Assignment:
Set every record down verbatim and omit the pictures.

Provided information:
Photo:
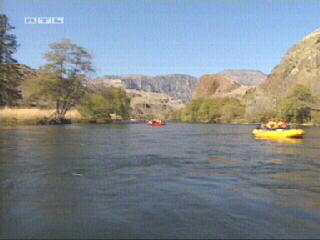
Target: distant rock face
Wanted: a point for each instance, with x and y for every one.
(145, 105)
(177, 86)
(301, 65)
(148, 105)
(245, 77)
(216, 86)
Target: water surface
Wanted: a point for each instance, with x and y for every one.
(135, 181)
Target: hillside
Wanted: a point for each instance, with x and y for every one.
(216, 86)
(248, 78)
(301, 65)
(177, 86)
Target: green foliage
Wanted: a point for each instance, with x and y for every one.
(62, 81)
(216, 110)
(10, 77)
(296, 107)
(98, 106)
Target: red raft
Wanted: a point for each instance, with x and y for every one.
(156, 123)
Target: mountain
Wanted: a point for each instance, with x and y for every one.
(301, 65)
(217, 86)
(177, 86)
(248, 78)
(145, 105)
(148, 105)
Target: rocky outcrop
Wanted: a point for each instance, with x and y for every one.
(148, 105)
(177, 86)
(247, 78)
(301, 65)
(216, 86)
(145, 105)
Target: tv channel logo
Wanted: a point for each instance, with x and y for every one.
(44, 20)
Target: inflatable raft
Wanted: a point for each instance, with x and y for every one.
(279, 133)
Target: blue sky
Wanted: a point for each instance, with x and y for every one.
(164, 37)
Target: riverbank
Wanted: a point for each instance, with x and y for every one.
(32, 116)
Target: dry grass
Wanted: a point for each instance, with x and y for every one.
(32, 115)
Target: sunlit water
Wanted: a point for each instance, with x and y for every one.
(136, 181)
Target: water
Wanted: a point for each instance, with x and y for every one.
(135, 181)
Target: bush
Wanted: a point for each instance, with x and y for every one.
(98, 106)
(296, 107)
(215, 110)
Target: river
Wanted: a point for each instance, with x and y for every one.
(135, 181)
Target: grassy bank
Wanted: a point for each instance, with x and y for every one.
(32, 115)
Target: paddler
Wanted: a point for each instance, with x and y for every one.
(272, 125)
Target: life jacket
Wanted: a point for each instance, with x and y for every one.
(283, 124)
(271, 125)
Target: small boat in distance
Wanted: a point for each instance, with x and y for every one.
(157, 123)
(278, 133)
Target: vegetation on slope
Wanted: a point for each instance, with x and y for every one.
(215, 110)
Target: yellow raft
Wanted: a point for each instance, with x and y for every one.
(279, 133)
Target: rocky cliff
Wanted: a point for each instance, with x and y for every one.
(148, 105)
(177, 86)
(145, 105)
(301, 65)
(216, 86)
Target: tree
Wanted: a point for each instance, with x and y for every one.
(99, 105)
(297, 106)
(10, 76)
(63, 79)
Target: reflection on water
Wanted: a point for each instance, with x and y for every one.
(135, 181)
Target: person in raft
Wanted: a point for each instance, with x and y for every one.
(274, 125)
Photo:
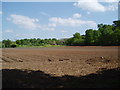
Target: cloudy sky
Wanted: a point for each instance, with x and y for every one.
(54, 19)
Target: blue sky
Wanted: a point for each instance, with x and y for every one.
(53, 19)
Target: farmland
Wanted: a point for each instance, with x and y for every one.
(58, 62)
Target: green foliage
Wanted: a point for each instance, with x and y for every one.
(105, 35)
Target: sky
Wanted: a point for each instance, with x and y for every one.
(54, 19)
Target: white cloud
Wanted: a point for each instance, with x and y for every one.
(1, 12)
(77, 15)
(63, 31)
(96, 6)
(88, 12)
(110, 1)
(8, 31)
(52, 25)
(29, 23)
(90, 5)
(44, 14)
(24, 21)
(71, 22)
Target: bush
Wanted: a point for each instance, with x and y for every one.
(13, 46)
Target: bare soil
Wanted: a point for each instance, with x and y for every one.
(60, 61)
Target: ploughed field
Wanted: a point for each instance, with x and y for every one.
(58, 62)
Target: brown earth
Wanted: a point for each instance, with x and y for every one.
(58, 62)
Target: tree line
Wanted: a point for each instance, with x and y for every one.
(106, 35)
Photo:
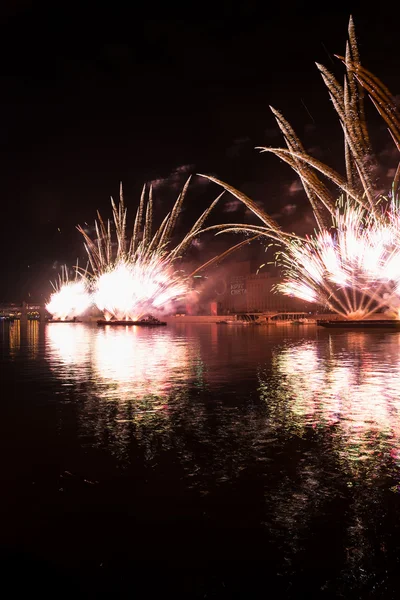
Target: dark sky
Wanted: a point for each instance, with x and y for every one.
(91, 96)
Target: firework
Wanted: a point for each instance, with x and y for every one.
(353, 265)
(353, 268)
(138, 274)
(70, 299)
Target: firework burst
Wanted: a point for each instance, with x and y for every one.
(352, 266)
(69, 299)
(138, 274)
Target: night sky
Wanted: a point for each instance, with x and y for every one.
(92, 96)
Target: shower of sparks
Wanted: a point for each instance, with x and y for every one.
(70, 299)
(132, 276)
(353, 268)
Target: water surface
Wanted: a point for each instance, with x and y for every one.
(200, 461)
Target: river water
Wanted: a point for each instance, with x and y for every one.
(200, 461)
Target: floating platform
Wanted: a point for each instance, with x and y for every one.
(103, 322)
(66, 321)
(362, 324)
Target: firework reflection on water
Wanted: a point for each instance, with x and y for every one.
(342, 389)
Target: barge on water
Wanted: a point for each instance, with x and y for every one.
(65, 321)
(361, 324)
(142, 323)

Written answer:
Photo:
Target: distant rock face
Wanted: a point for each instance, with x and y for every one.
(145, 105)
(177, 86)
(301, 65)
(148, 105)
(245, 77)
(216, 86)
Target: water surface
Wanted: a point for each instance, with x and y for every one.
(135, 181)
Target: hillside
Wanted: a point for each instance, with x and y for every one.
(216, 86)
(248, 78)
(301, 65)
(177, 86)
Target: green foliage
Wanted: a point for each instance, with x and y for every one.
(62, 81)
(216, 110)
(10, 77)
(296, 107)
(98, 106)
Target: red raft
Wanted: a point for each instance, with x and y for every one.
(156, 123)
Target: mountain
Wanted: a point for each instance, with x and y for every one.
(301, 65)
(217, 86)
(177, 86)
(248, 78)
(145, 105)
(148, 105)
Target: rocky outcrop
Wanted: a point for each instance, with x and y for every one.
(148, 105)
(177, 86)
(247, 78)
(301, 65)
(216, 86)
(145, 105)
Target: tv channel logo
Wanted: a point for each instance, with x and y for every one.
(44, 20)
Target: inflatable raft
Wanted: a point for each instance, with x and y for every one.
(279, 133)
Target: blue sky
Wanted: a point for each instance, with x and y for every one.
(164, 37)
Target: riverbank
Wanted: a point for each instance, with x and y for every one.
(32, 116)
Target: dry grass
Wanted: a point for each instance, with x and y for every one.
(32, 115)
Target: sunlit water
Wanted: a point for each instance, with x and y for every one.
(136, 181)
Target: water
Wanted: a point for each instance, with x and y for every one.
(135, 181)
Target: bush
Wanted: a point for each instance, with x and y for every one.
(98, 106)
(296, 107)
(215, 110)
Target: river
Wanted: a point for each instance, with x and y for every one.
(135, 181)
Target: grassy bank
Wanted: a point for each instance, with x and y for every one.
(32, 115)
Target: paddler
Wanted: a point for each instance, with x and y for every one.
(272, 125)
Target: life jacket
Wanted: a point for each instance, with x and y for every one.
(283, 124)
(271, 125)
Target: small boat in distance
Wanted: a point for each instance, with x and y for every one.
(157, 123)
(278, 133)
Target: vegetation on slope
Wanted: a point for each instance, with x and y for every one.
(215, 110)
Target: yellow raft
Wanted: a point for each instance, with x and y for every one.
(279, 133)
Target: rocky cliff
Wanted: a point for each instance, with x and y for every one.
(148, 105)
(177, 86)
(145, 105)
(301, 65)
(216, 86)
Target: tree
Wanted: a point for each instance, with x and y for every one.
(99, 105)
(297, 106)
(10, 76)
(63, 79)
Target: reflection on water
Wanted: a point for each instance, with x and y for every one.
(135, 181)
Target: person in raft
Wanted: a point for each instance, with x and y for every one.
(274, 125)
Photo:
Target: cloudy sky
Wanted: a point for each instance, with x and y for every one.
(54, 19)
Target: blue sky
Wanted: a point for each instance, with x and y for every one.
(53, 19)
Target: farmland
Wanted: a point for each instance, with x and y for every one.
(58, 62)
Target: green foliage
Wanted: a point for each instance, with x and y for every one.
(105, 35)
Target: sky
Wanted: a point for each instance, with x and y for every one.
(54, 19)
Target: white cloud
Wanted: a point for each instance, with x and y for every one.
(1, 12)
(77, 15)
(63, 31)
(96, 6)
(88, 12)
(110, 1)
(8, 31)
(52, 25)
(29, 23)
(90, 5)
(44, 14)
(24, 21)
(71, 22)
Target: bush
Wanted: a point for each instance, with x and y for every one.
(13, 46)
Target: bare soil
Wanted: a point for each instance, with x and y for every one.
(60, 61)
Target: ploughed field
Wanted: a point for each instance, with x and y for every one.
(58, 62)
Target: brown earth
Wanted: a point for each instance, with x and y for every one.
(58, 62)
Target: tree line
Wanted: a point for each instance, with x and y for every one.
(106, 35)
Photo:
Target: dark sky
Wanted: a point for each instance, with x and y for every one.
(91, 96)
Target: firework
Wanted: a point for each instance, with x and y for every one.
(353, 265)
(353, 268)
(138, 274)
(70, 299)
Target: firework burst
Wanted: a point for each instance, with x and y for every one.
(352, 266)
(69, 299)
(138, 274)
Target: night sky
Wanted: a point for each instance, with x and y for every one.
(92, 96)
Target: shower of sparks
Wanted: a point for each instance, with x and y for every one.
(70, 299)
(132, 276)
(353, 268)
Target: water surface
Wanted: a point for each instance, with x and y for every one.
(200, 461)
Target: river water
Wanted: a point for each instance, with x and y for every one.
(200, 461)
Target: floating platform
Wanted: a point for each instance, with x and y for every one.
(103, 322)
(66, 321)
(362, 324)
Target: firework reflection on water
Wanted: a point for each instance, with x and y for every one.
(342, 389)
Target: barge on water
Wanted: a point for each instance, with x and y for every one.
(65, 321)
(361, 324)
(142, 323)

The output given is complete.